PROMPT A >>
Extract every line of the records below that contains the word "instance". Case counts.

SOURCE PASSAGE >>
-------------------------
According to Moose Cree First Nation, the project was paused after NioBay's personnel used the Wetum Road corridor without authorization from chief and council.

Moose Cree’s statement reads that NioBay was allowed to access the drill sites by building a temporary winter road over existing trails.

In a statement, Moose Cree Chief Mervin Cheechoo and council expressed “deep disappointment” with NioBay’s use of Wetum Road corridor and said it directed the company to pause the drilling program.

“If and when NioBay resumes any activities in the Moose Cree homeland, those activities will only be early exploration activities,” reads the Feb. 13 statement from chief and council.

“The previously negotiated Protection Agreement remains in effect and NioBay may not move forward toward constructing any mine in the Moose Cree homeland without the support of Moose Cree membership.”
-------------------------
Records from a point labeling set
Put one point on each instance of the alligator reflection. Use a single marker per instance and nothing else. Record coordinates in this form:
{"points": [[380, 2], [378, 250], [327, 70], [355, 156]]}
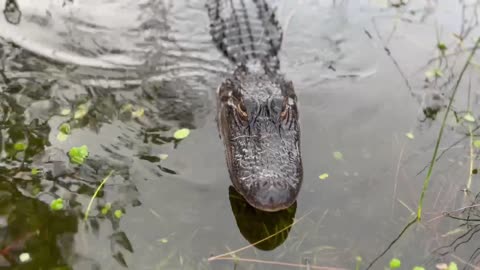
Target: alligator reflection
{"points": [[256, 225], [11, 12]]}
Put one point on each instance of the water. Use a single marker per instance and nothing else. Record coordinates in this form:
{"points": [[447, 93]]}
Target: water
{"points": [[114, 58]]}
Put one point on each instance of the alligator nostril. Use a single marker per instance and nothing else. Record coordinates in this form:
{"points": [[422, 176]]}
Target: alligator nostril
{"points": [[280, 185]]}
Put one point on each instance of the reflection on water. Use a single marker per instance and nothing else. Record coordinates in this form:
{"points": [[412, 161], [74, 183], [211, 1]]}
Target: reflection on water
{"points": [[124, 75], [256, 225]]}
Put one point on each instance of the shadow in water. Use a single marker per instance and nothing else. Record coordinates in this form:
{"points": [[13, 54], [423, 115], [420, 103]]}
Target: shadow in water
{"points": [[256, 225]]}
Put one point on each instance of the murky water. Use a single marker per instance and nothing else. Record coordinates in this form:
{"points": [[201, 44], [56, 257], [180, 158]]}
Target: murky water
-------------------------
PROMPT B >>
Supply what comes next in the passage about Moose Cree First Nation pausing NioBay's drilling, starting after its final sentence.

TASK RESPONSE A >>
Put one point on each instance of the alligator reflection. Use a single marker per instance and nothing else. Record coordinates in this form:
Put one point on each instance of the water. Use a single marker per instance and nothing else. Record coordinates in this form:
Put one point on each instance of the alligator nostril. Use a single marker per instance and nothing else. Record coordinates in this form:
Put one point on each instance of the reflection on water. Use a single marker per instance and nothing else. Record coordinates in this form:
Put one point on each instance of the shadow in water. Use a single marker per instance and nothing else. Record coordinates in this form:
Put one point on each instance of the murky water. Use a single marker per instance and nothing else. Record coordinates in this form:

TASK RESPONSE B >>
In December 2020, Moose Cree signed an updated 'protection agreement' with NioBay. The first such agreement between NioBay and Moose Cree was signed in December 2019.

The company then conducted a seven-hole drilling program between February and March 2020.

Teevan said Niobay will work with Moose Cree to determine the best approach to move the exploration forward.

“In addition, together we will develop a plan to establish an environmental baseline to ensure that we are protective of the land, water and animals in the area,” he said.